• YOUR OBJECTIVE: Copy every line that contains the string "sign" from the entries below.

Dataset records
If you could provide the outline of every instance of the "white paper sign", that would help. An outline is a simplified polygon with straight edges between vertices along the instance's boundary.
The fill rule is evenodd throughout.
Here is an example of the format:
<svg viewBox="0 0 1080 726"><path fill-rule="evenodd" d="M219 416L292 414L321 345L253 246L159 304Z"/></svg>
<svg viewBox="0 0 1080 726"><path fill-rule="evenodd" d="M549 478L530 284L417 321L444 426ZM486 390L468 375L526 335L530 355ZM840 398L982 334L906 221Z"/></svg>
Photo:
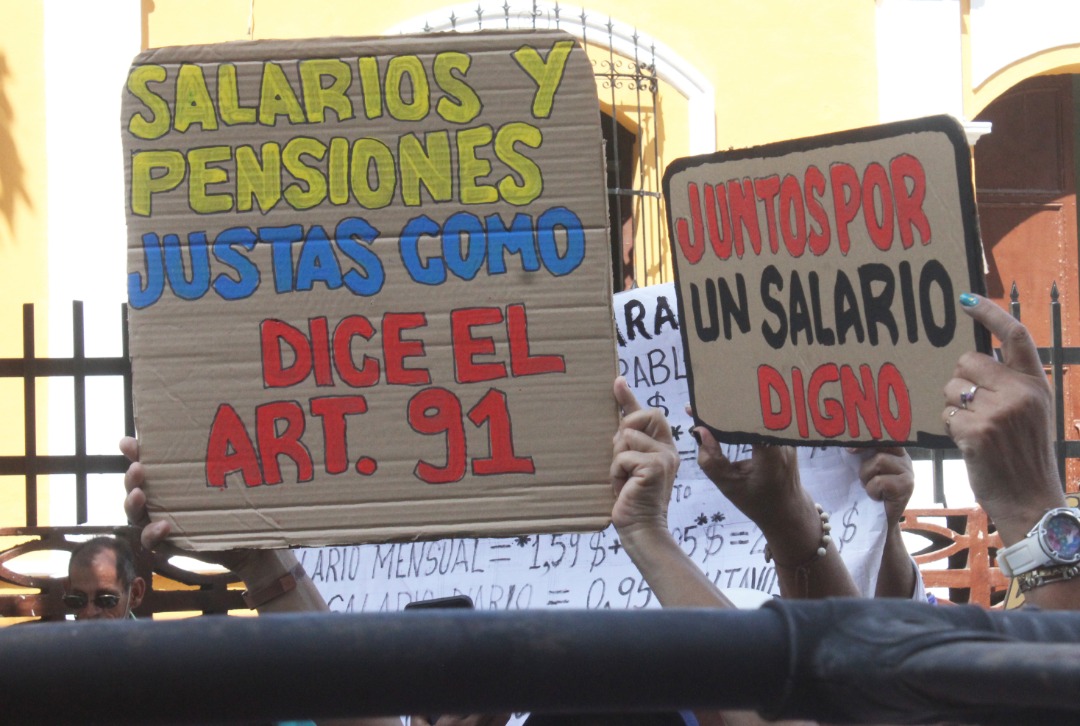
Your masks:
<svg viewBox="0 0 1080 726"><path fill-rule="evenodd" d="M684 410L689 395L674 287L619 293L615 316L620 371L643 404L667 413L682 459L669 508L675 538L737 602L744 589L779 594L775 568L762 555L761 532L697 466L697 445L689 435L693 420ZM696 379L704 382L708 375L699 371ZM742 458L750 447L729 445L726 451ZM803 485L832 515L836 544L867 595L876 586L885 541L884 509L866 496L859 481L860 457L868 455L839 447L799 451ZM480 610L659 606L614 527L584 534L321 547L300 550L298 556L331 610L341 612L396 611L415 600L451 595L468 595Z"/></svg>

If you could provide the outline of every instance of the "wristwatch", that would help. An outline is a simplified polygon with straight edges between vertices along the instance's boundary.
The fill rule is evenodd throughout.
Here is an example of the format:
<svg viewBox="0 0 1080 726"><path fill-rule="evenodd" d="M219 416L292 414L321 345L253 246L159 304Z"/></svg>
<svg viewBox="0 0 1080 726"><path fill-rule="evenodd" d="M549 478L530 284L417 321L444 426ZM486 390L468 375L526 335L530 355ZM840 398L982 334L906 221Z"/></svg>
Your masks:
<svg viewBox="0 0 1080 726"><path fill-rule="evenodd" d="M1080 562L1080 509L1057 507L1042 516L1027 537L998 550L998 567L1006 577L1044 565Z"/></svg>

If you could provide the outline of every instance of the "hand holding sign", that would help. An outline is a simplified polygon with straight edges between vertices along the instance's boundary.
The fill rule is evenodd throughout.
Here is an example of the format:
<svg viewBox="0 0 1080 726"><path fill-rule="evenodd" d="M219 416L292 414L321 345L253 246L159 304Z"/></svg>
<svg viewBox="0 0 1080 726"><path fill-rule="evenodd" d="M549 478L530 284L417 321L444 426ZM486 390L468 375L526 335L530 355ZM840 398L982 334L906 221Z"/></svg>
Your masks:
<svg viewBox="0 0 1080 726"><path fill-rule="evenodd" d="M1047 509L1065 504L1050 428L1052 390L1027 328L986 298L964 295L961 306L1001 341L1003 361L961 356L945 384L942 420L964 454L976 500L1009 545Z"/></svg>
<svg viewBox="0 0 1080 726"><path fill-rule="evenodd" d="M900 446L871 450L859 466L859 478L867 496L885 503L889 526L897 525L915 491L915 471L907 451Z"/></svg>
<svg viewBox="0 0 1080 726"><path fill-rule="evenodd" d="M816 546L821 537L815 526L818 515L799 479L794 448L757 444L749 459L731 461L707 428L701 426L695 431L701 437L698 464L702 471L739 511L761 527L770 543L774 540L786 543L777 552L781 560L796 560L785 558L785 549L797 549L798 557ZM792 536L800 532L806 536ZM802 540L804 546L800 547Z"/></svg>
<svg viewBox="0 0 1080 726"><path fill-rule="evenodd" d="M732 504L754 520L772 550L784 597L855 596L858 590L832 544L827 519L799 480L790 446L756 444L742 461L724 456L704 426L698 464ZM825 544L824 554L818 548Z"/></svg>

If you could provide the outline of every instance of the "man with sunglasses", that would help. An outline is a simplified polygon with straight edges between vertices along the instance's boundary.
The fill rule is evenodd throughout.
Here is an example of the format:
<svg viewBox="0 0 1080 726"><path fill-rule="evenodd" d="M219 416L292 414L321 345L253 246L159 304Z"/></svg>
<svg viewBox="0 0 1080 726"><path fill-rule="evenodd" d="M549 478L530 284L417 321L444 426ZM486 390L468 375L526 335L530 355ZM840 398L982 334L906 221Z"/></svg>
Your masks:
<svg viewBox="0 0 1080 726"><path fill-rule="evenodd" d="M134 619L146 593L146 581L135 574L135 555L127 542L95 537L71 553L64 604L76 620Z"/></svg>

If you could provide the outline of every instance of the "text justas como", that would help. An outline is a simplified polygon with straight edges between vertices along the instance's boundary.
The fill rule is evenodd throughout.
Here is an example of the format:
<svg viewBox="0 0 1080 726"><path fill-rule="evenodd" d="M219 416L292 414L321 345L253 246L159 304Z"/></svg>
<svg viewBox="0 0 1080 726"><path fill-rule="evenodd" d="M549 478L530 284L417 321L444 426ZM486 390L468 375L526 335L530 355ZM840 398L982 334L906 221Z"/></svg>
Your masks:
<svg viewBox="0 0 1080 726"><path fill-rule="evenodd" d="M410 279L423 285L473 280L481 272L506 274L515 266L560 277L585 259L581 219L565 207L552 207L535 219L519 213L510 224L498 214L481 219L459 212L441 224L420 215L405 224L396 240L380 237L359 217L342 219L332 232L321 225L292 224L232 227L213 240L205 232L190 232L184 242L176 234L144 234L145 271L128 274L128 303L135 309L149 307L167 291L183 300L210 293L242 300L254 294L266 272L277 294L320 286L369 297L386 282L378 250L387 249L387 243L395 245Z"/></svg>

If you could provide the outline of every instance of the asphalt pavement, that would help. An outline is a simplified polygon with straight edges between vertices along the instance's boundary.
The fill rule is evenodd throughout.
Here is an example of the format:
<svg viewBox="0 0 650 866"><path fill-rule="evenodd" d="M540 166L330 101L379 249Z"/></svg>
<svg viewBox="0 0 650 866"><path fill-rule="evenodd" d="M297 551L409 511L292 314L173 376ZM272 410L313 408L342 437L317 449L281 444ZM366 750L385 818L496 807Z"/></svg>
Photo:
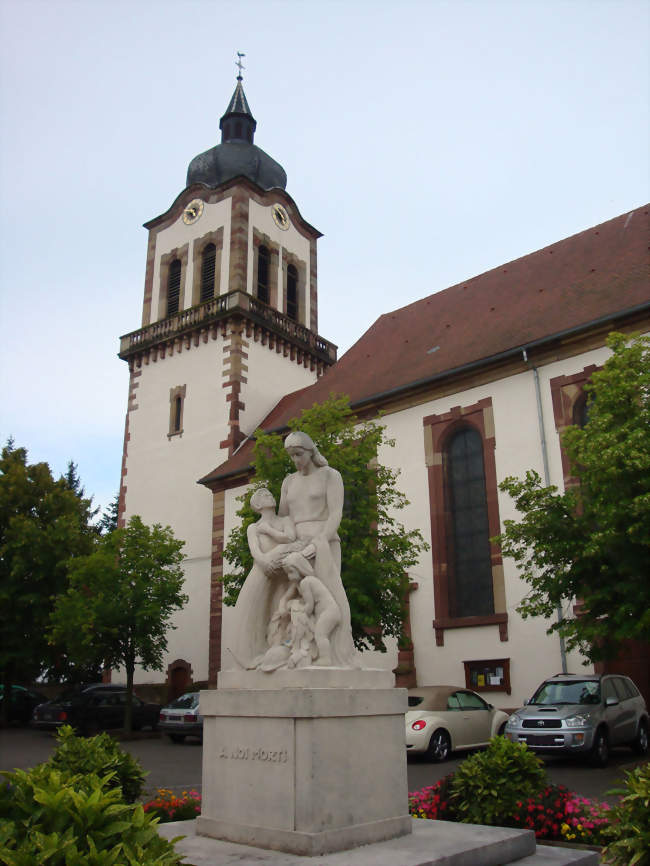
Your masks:
<svg viewBox="0 0 650 866"><path fill-rule="evenodd" d="M135 735L138 736L138 735ZM147 792L157 788L171 788L174 793L201 791L201 761L203 748L196 739L172 743L167 737L141 734L138 739L124 740L122 747L137 758L148 773ZM54 735L31 728L0 730L0 770L28 769L46 761L56 747ZM430 764L417 755L408 758L408 787L415 791L433 785L453 772L462 761L463 754L452 755L443 764ZM575 793L590 799L613 801L607 791L619 787L624 773L644 763L630 749L615 749L609 766L600 769L587 766L583 761L551 757L545 760L550 781L566 785Z"/></svg>

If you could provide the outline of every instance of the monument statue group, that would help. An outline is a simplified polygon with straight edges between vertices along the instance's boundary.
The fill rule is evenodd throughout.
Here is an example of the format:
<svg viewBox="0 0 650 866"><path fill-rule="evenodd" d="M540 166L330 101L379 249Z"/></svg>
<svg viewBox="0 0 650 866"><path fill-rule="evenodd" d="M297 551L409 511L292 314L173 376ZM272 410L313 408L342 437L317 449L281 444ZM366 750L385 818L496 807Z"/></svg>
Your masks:
<svg viewBox="0 0 650 866"><path fill-rule="evenodd" d="M290 433L285 448L296 472L273 495L260 488L248 527L253 568L235 608L236 661L266 672L309 665L359 667L350 606L341 581L341 474L306 433Z"/></svg>
<svg viewBox="0 0 650 866"><path fill-rule="evenodd" d="M266 488L251 497L253 566L218 687L201 693L197 832L313 856L411 832L406 693L354 646L341 475L306 433L284 446L295 472L277 508Z"/></svg>

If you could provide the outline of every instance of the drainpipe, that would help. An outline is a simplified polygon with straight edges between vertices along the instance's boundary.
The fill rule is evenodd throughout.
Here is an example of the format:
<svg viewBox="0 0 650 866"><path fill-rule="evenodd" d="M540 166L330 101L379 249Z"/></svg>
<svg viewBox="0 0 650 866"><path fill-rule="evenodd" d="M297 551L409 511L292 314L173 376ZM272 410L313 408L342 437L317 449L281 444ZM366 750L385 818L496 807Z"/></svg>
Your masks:
<svg viewBox="0 0 650 866"><path fill-rule="evenodd" d="M524 363L528 367L529 370L532 371L533 381L535 382L535 397L537 399L537 422L539 424L539 441L542 448L542 462L544 465L544 486L549 487L551 484L551 473L548 468L548 449L546 447L546 432L544 427L544 409L542 407L542 391L539 385L539 371L534 364L531 364L528 360L528 353L526 349L522 350L524 356ZM557 606L557 621L562 622L564 617L562 616L562 608L558 604ZM566 646L564 644L564 637L562 635L560 637L560 658L562 660L562 673L567 673L567 663L566 663Z"/></svg>

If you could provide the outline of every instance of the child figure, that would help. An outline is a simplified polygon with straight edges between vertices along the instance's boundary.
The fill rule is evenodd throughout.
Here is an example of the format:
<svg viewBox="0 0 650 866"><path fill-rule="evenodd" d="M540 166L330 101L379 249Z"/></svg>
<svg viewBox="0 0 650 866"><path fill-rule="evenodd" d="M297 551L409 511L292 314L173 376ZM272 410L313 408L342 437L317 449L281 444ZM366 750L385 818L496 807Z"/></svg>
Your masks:
<svg viewBox="0 0 650 866"><path fill-rule="evenodd" d="M276 514L275 498L266 487L253 493L251 508L260 519L248 527L248 548L265 573L281 568L287 553L299 550L304 556L314 555L313 544L305 546L303 541L296 541L296 527L291 517Z"/></svg>
<svg viewBox="0 0 650 866"><path fill-rule="evenodd" d="M290 543L296 540L296 527L290 517L279 517L275 512L275 498L266 487L260 487L251 496L251 508L257 511L260 519L248 527L248 547L253 559L263 559L269 549L278 544ZM275 544L260 544L261 536L267 536ZM265 547L267 550L263 550ZM275 551L274 551L275 552Z"/></svg>
<svg viewBox="0 0 650 866"><path fill-rule="evenodd" d="M289 553L284 559L284 566L290 586L280 600L280 606L286 607L289 599L300 595L304 602L304 614L311 620L318 649L314 664L328 667L332 664L329 636L341 622L339 606L323 581L314 575L314 570L302 553Z"/></svg>

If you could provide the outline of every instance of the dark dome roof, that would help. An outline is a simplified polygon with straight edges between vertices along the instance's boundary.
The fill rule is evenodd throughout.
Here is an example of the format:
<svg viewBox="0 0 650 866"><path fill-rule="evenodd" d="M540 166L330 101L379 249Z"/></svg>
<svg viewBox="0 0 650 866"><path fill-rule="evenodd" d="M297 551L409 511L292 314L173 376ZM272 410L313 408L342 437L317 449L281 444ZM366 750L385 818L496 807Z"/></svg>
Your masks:
<svg viewBox="0 0 650 866"><path fill-rule="evenodd" d="M214 188L240 174L263 189L287 186L280 163L247 141L227 141L195 156L187 169L187 186L204 183Z"/></svg>
<svg viewBox="0 0 650 866"><path fill-rule="evenodd" d="M244 175L263 189L285 189L285 170L268 153L253 144L256 126L241 77L238 77L226 113L219 121L221 144L194 157L187 169L187 186L204 183L214 188L233 177Z"/></svg>

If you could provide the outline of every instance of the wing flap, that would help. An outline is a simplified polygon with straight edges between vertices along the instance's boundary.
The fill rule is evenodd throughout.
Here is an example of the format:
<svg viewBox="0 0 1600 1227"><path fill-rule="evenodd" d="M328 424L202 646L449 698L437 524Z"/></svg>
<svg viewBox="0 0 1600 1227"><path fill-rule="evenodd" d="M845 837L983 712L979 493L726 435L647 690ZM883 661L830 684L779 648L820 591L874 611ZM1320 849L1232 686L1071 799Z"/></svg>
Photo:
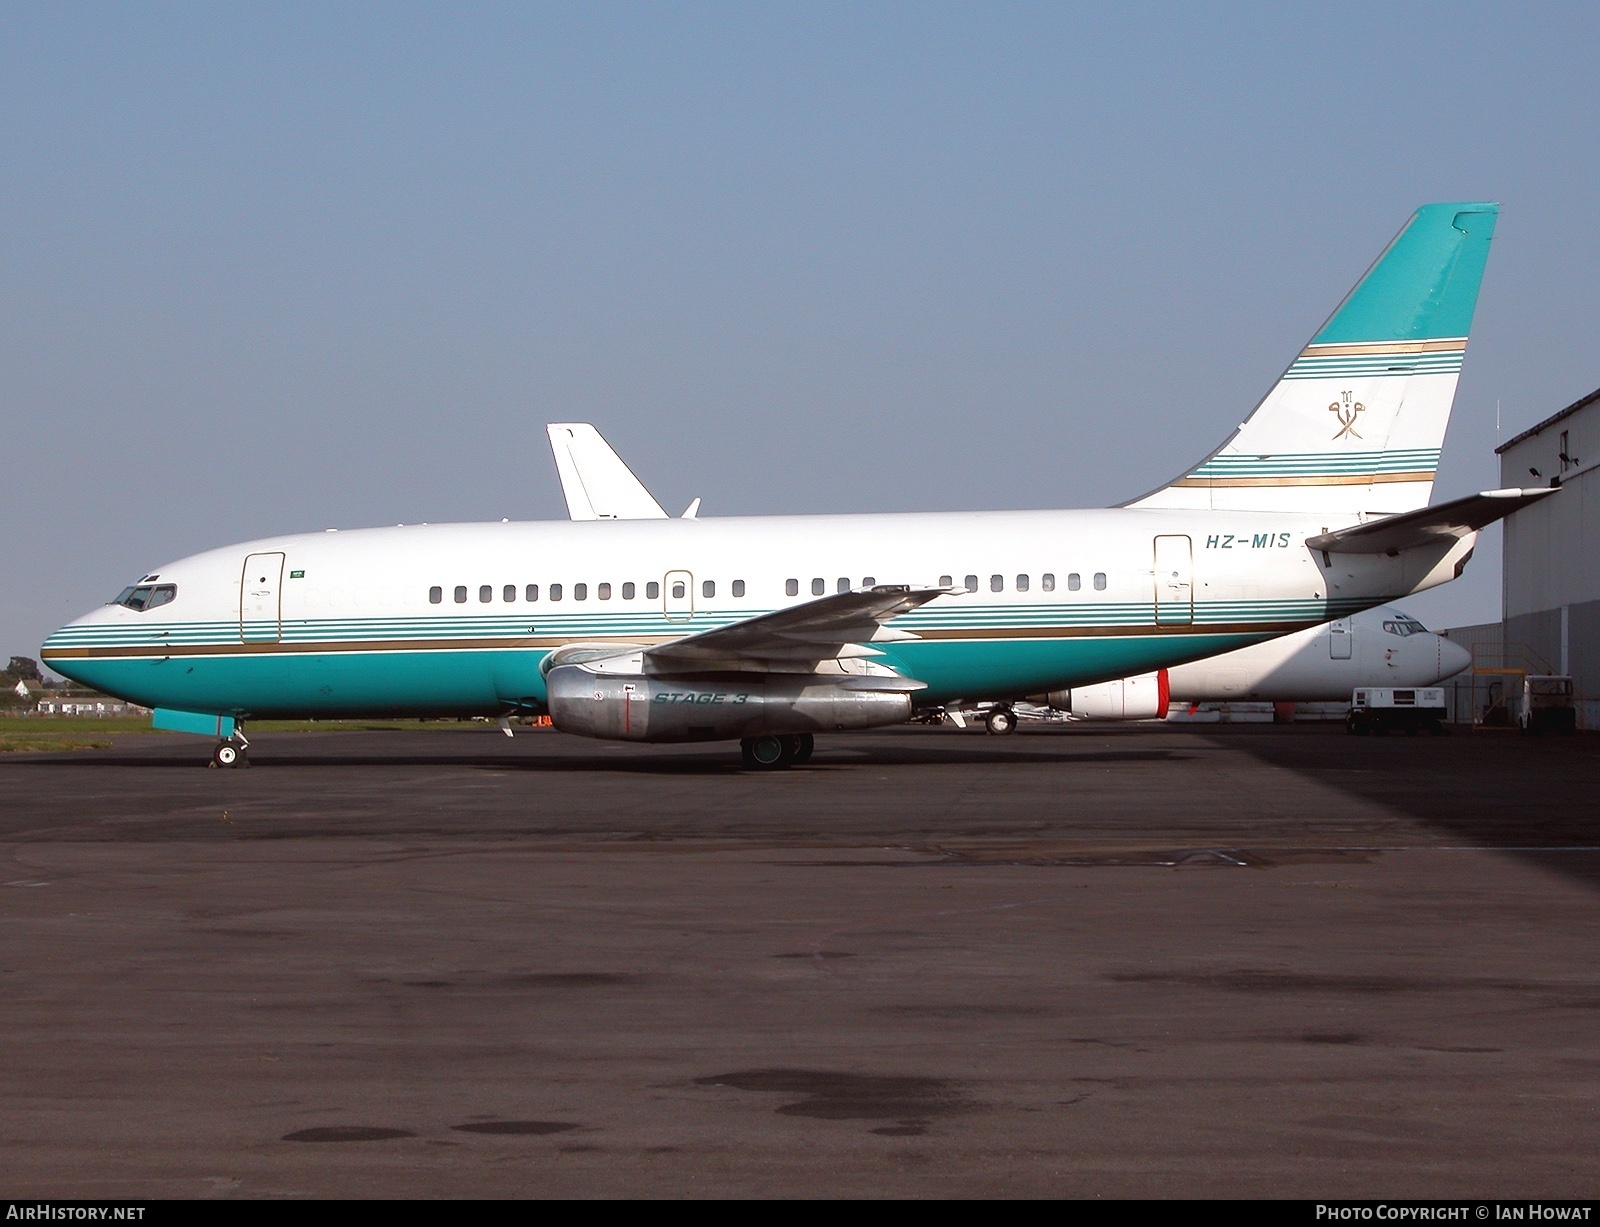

• ANSWER TO THE PROBLEM:
If you could provide the outline of every instance of the "white paper sign", that would help. An outline is a simplified polygon with straight edges between vertices along the instance's boundary.
If you could provide the outline of every instance of the "hand holding sign", that would help. An outline is a simplified polygon with straight edges between vertices along the instance's boundary.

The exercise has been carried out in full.